» **Text section**:
-- -- --

All posts by Rod Lott

James Bond and the Sixties Spy Craze

As George Lazenby’s 007 opined in 0n Her Majesty’s Secret Service, the world is not enough. Neither is the new book James Bond and the Sixties Spy Craze, although it gets close.

Written by Thom Shubilla (Primetime 1966-1967), the handsome hardback from Applause tracks the wannabes, never-weres, knockoffs, one-offs and other Bondy-come-latelys proliferating after the worldwide moviegoing public gave a hearty “yes” to 1962’s Dr. No.

Rather admirably, the book gives overdue attention to those cinematic spies of comparatively short shrift — many colorful and comical — from Matt Helm and Derek Flint to Harry Palmer and Bulldog Drummond. Even better, Shubilla doesn’t stop there, devoting later chapters to the Mexican and European also-rans (including Sean Connery’s own sibling, Neil, in Operation Kid Brother), as well as television. It’s thorough enough, you may cry U.N.C.L.E.

But all this comes after the author spends nearly 50 pages introducing us to Bond, James Bond. While I get the need to set the table, 007 could be handled in the introduction, since we’re not told anything new — unless you count Lazenby’s aforementioned quote erroneously attributed to Connery.

Sixties Spy Craze reads like a Wikipedia page, for both good and ill, meaning it’s packed with facts, but lacks a narrative. For delivering pure production info, one could make the case nobody does it better. However, what’s sacrificed are Shubilla’s own viewpoint and assumed passion for this subgenre. —Rod Lott

Get it at Amazon.

Ninja Scope (1969)

Cobbled from episodes of the children’s TV series Masked Ninja Red Shadow, this Japanese feature has popped up under numerous titles in its lifetime. Thanks to importing, white people like me are apt to encounter it as Ninja Scope. Whichever name it bears, the flick packs a lot of action in a mere 52 minutes.

It pits the red-masked, swoopy-haired superhero Akakage (Yuzaburo Sakaguchi, Lone Wolf and Cub: Baby Cart at the River Styx) and kid-ninja sidekick Akokage (Kaneko Yoshinobu, Watari) against a cult. Do you think the cult leader is cool with this? No, he is not, so he sends in his clowns to battle. By “clowns,” I mean creatures of all shapes and sizes and sativa-inspired designs, including a:
• rock monster
• giant, flame-breathing toad
• rectangle-faced goon with sawblade sandals

For these and other colorful storybook shenanigans in which our heroes find themselves, the matinee movie occasional pauses to allow Akakage to bust that fourth wall and inform audience members to don their 3-D viewers. With each fight sequence, Ninja Scope diverts to black and white to allow for anaglyph antics; while it’s kind of a bummer to lose color, when it comes to pushing objects toward the lens, the filmmakers didn’t dick around. 

With a pantyhose-headed puppeteer, exploding plums and a dude on a kite, Ninja Scope never rests to allow itself to get dull.  It’s as if your eyes ate 12 bowls of cereal in a sitting. —Rod Lott

Get it at Amazon.

Herencia Diabólica (1993)

-- -- --

» **Dataset excerpts**:
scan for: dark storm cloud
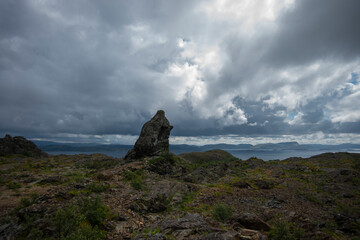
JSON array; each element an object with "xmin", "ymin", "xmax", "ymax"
[
  {"xmin": 266, "ymin": 0, "xmax": 360, "ymax": 66},
  {"xmin": 0, "ymin": 0, "xmax": 360, "ymax": 143}
]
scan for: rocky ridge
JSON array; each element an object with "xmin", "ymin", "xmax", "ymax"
[{"xmin": 125, "ymin": 110, "xmax": 173, "ymax": 159}]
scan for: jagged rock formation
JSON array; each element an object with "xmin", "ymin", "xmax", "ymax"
[
  {"xmin": 0, "ymin": 134, "xmax": 47, "ymax": 157},
  {"xmin": 125, "ymin": 110, "xmax": 173, "ymax": 159}
]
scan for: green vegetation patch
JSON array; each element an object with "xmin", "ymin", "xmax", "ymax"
[
  {"xmin": 123, "ymin": 169, "xmax": 146, "ymax": 190},
  {"xmin": 17, "ymin": 198, "xmax": 115, "ymax": 240},
  {"xmin": 269, "ymin": 219, "xmax": 305, "ymax": 240},
  {"xmin": 212, "ymin": 203, "xmax": 233, "ymax": 222}
]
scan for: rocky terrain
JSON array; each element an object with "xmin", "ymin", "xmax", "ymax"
[
  {"xmin": 0, "ymin": 150, "xmax": 360, "ymax": 239},
  {"xmin": 0, "ymin": 112, "xmax": 360, "ymax": 240}
]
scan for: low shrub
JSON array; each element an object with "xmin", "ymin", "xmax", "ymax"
[
  {"xmin": 123, "ymin": 170, "xmax": 146, "ymax": 190},
  {"xmin": 7, "ymin": 182, "xmax": 22, "ymax": 189},
  {"xmin": 53, "ymin": 198, "xmax": 113, "ymax": 240},
  {"xmin": 269, "ymin": 219, "xmax": 305, "ymax": 240},
  {"xmin": 212, "ymin": 203, "xmax": 233, "ymax": 222},
  {"xmin": 87, "ymin": 182, "xmax": 110, "ymax": 193}
]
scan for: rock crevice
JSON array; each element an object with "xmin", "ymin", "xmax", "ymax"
[{"xmin": 125, "ymin": 110, "xmax": 173, "ymax": 160}]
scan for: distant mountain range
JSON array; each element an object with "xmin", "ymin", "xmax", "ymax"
[{"xmin": 33, "ymin": 141, "xmax": 360, "ymax": 153}]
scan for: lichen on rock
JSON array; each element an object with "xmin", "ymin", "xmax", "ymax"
[{"xmin": 125, "ymin": 110, "xmax": 173, "ymax": 160}]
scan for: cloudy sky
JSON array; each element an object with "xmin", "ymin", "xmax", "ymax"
[{"xmin": 0, "ymin": 0, "xmax": 360, "ymax": 144}]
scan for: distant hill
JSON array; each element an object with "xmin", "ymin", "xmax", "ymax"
[{"xmin": 33, "ymin": 141, "xmax": 360, "ymax": 153}]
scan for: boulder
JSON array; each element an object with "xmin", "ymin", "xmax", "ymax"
[
  {"xmin": 125, "ymin": 110, "xmax": 173, "ymax": 160},
  {"xmin": 0, "ymin": 134, "xmax": 47, "ymax": 157}
]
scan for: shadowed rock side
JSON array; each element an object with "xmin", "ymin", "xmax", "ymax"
[
  {"xmin": 0, "ymin": 134, "xmax": 47, "ymax": 157},
  {"xmin": 125, "ymin": 110, "xmax": 173, "ymax": 159}
]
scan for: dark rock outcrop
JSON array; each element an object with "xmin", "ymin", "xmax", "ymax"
[
  {"xmin": 125, "ymin": 110, "xmax": 173, "ymax": 160},
  {"xmin": 0, "ymin": 134, "xmax": 47, "ymax": 157}
]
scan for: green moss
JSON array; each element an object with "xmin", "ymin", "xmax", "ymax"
[
  {"xmin": 86, "ymin": 182, "xmax": 110, "ymax": 193},
  {"xmin": 123, "ymin": 170, "xmax": 146, "ymax": 190},
  {"xmin": 212, "ymin": 203, "xmax": 233, "ymax": 222},
  {"xmin": 269, "ymin": 219, "xmax": 305, "ymax": 240},
  {"xmin": 7, "ymin": 182, "xmax": 22, "ymax": 190}
]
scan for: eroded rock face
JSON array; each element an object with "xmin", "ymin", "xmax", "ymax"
[
  {"xmin": 125, "ymin": 110, "xmax": 173, "ymax": 159},
  {"xmin": 0, "ymin": 134, "xmax": 47, "ymax": 157}
]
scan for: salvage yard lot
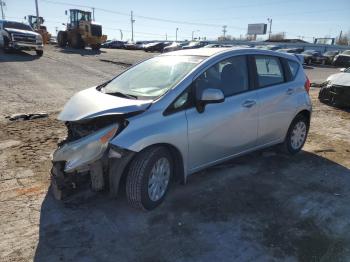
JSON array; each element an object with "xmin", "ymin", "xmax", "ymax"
[{"xmin": 0, "ymin": 46, "xmax": 350, "ymax": 261}]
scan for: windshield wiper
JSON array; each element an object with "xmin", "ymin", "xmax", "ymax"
[{"xmin": 105, "ymin": 92, "xmax": 137, "ymax": 99}]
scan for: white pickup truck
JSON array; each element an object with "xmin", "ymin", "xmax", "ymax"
[{"xmin": 0, "ymin": 20, "xmax": 44, "ymax": 56}]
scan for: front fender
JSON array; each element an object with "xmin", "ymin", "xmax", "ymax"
[{"xmin": 110, "ymin": 111, "xmax": 188, "ymax": 176}]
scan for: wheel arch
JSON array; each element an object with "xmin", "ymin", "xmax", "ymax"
[
  {"xmin": 292, "ymin": 109, "xmax": 311, "ymax": 126},
  {"xmin": 127, "ymin": 143, "xmax": 186, "ymax": 183},
  {"xmin": 109, "ymin": 143, "xmax": 186, "ymax": 197}
]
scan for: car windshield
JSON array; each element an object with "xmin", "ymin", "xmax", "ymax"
[
  {"xmin": 324, "ymin": 51, "xmax": 338, "ymax": 55},
  {"xmin": 102, "ymin": 56, "xmax": 205, "ymax": 99},
  {"xmin": 188, "ymin": 42, "xmax": 199, "ymax": 46},
  {"xmin": 302, "ymin": 51, "xmax": 316, "ymax": 55},
  {"xmin": 4, "ymin": 21, "xmax": 33, "ymax": 31}
]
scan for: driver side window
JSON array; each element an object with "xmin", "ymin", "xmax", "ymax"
[{"xmin": 195, "ymin": 56, "xmax": 249, "ymax": 97}]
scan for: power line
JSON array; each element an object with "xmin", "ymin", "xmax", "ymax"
[{"xmin": 41, "ymin": 0, "xmax": 246, "ymax": 30}]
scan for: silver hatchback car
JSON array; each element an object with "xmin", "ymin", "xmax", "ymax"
[{"xmin": 51, "ymin": 48, "xmax": 312, "ymax": 210}]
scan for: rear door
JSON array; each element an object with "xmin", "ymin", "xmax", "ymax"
[
  {"xmin": 186, "ymin": 56, "xmax": 258, "ymax": 171},
  {"xmin": 254, "ymin": 55, "xmax": 298, "ymax": 145},
  {"xmin": 0, "ymin": 22, "xmax": 4, "ymax": 47}
]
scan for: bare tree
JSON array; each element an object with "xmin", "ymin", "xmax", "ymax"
[
  {"xmin": 269, "ymin": 32, "xmax": 284, "ymax": 41},
  {"xmin": 335, "ymin": 30, "xmax": 350, "ymax": 45}
]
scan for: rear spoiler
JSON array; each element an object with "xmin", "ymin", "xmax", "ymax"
[{"xmin": 294, "ymin": 54, "xmax": 304, "ymax": 64}]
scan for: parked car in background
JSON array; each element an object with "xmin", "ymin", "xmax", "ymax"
[
  {"xmin": 333, "ymin": 50, "xmax": 350, "ymax": 67},
  {"xmin": 51, "ymin": 48, "xmax": 312, "ymax": 210},
  {"xmin": 301, "ymin": 50, "xmax": 327, "ymax": 65},
  {"xmin": 143, "ymin": 42, "xmax": 171, "ymax": 52},
  {"xmin": 318, "ymin": 67, "xmax": 350, "ymax": 107},
  {"xmin": 49, "ymin": 36, "xmax": 57, "ymax": 45},
  {"xmin": 255, "ymin": 45, "xmax": 282, "ymax": 51},
  {"xmin": 203, "ymin": 44, "xmax": 233, "ymax": 48},
  {"xmin": 101, "ymin": 40, "xmax": 125, "ymax": 49},
  {"xmin": 0, "ymin": 20, "xmax": 44, "ymax": 56},
  {"xmin": 182, "ymin": 41, "xmax": 209, "ymax": 49},
  {"xmin": 323, "ymin": 51, "xmax": 339, "ymax": 65},
  {"xmin": 124, "ymin": 41, "xmax": 145, "ymax": 50},
  {"xmin": 276, "ymin": 48, "xmax": 304, "ymax": 54},
  {"xmin": 163, "ymin": 42, "xmax": 188, "ymax": 53}
]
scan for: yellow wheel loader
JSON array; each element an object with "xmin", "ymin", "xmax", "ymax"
[
  {"xmin": 28, "ymin": 15, "xmax": 51, "ymax": 45},
  {"xmin": 57, "ymin": 9, "xmax": 107, "ymax": 50}
]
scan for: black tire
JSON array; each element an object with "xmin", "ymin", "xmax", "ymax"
[
  {"xmin": 318, "ymin": 87, "xmax": 326, "ymax": 103},
  {"xmin": 35, "ymin": 50, "xmax": 44, "ymax": 56},
  {"xmin": 57, "ymin": 31, "xmax": 68, "ymax": 47},
  {"xmin": 91, "ymin": 44, "xmax": 101, "ymax": 51},
  {"xmin": 4, "ymin": 36, "xmax": 12, "ymax": 54},
  {"xmin": 282, "ymin": 114, "xmax": 310, "ymax": 155},
  {"xmin": 71, "ymin": 33, "xmax": 85, "ymax": 49},
  {"xmin": 126, "ymin": 146, "xmax": 174, "ymax": 210}
]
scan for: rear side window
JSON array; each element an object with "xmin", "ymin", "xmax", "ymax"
[
  {"xmin": 287, "ymin": 60, "xmax": 299, "ymax": 79},
  {"xmin": 255, "ymin": 56, "xmax": 284, "ymax": 87},
  {"xmin": 195, "ymin": 56, "xmax": 249, "ymax": 97}
]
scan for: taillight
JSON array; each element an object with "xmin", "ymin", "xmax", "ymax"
[{"xmin": 304, "ymin": 77, "xmax": 311, "ymax": 93}]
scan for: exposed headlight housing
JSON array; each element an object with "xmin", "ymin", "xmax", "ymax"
[
  {"xmin": 35, "ymin": 35, "xmax": 43, "ymax": 44},
  {"xmin": 53, "ymin": 124, "xmax": 119, "ymax": 173}
]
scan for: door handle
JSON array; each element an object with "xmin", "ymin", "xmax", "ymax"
[
  {"xmin": 286, "ymin": 88, "xmax": 294, "ymax": 95},
  {"xmin": 242, "ymin": 100, "xmax": 256, "ymax": 108}
]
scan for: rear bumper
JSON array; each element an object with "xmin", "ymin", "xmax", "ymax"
[{"xmin": 9, "ymin": 42, "xmax": 44, "ymax": 50}]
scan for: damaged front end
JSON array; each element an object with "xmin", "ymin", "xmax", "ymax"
[{"xmin": 51, "ymin": 115, "xmax": 133, "ymax": 200}]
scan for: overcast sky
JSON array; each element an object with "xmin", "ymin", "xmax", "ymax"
[{"xmin": 4, "ymin": 0, "xmax": 350, "ymax": 41}]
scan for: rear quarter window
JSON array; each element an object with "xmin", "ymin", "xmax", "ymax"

-- -- --

» **To be done**:
Answer these from the review page:
1. Which publisher put out James Bond and the Sixties Spy Craze?
2. About how many pages does that book spend introducing Bond?
3. What is the running time of Ninja Scope?

» **Exercise solution**:
1. Applause
2. Nearly 50 pages
3. 52 minutes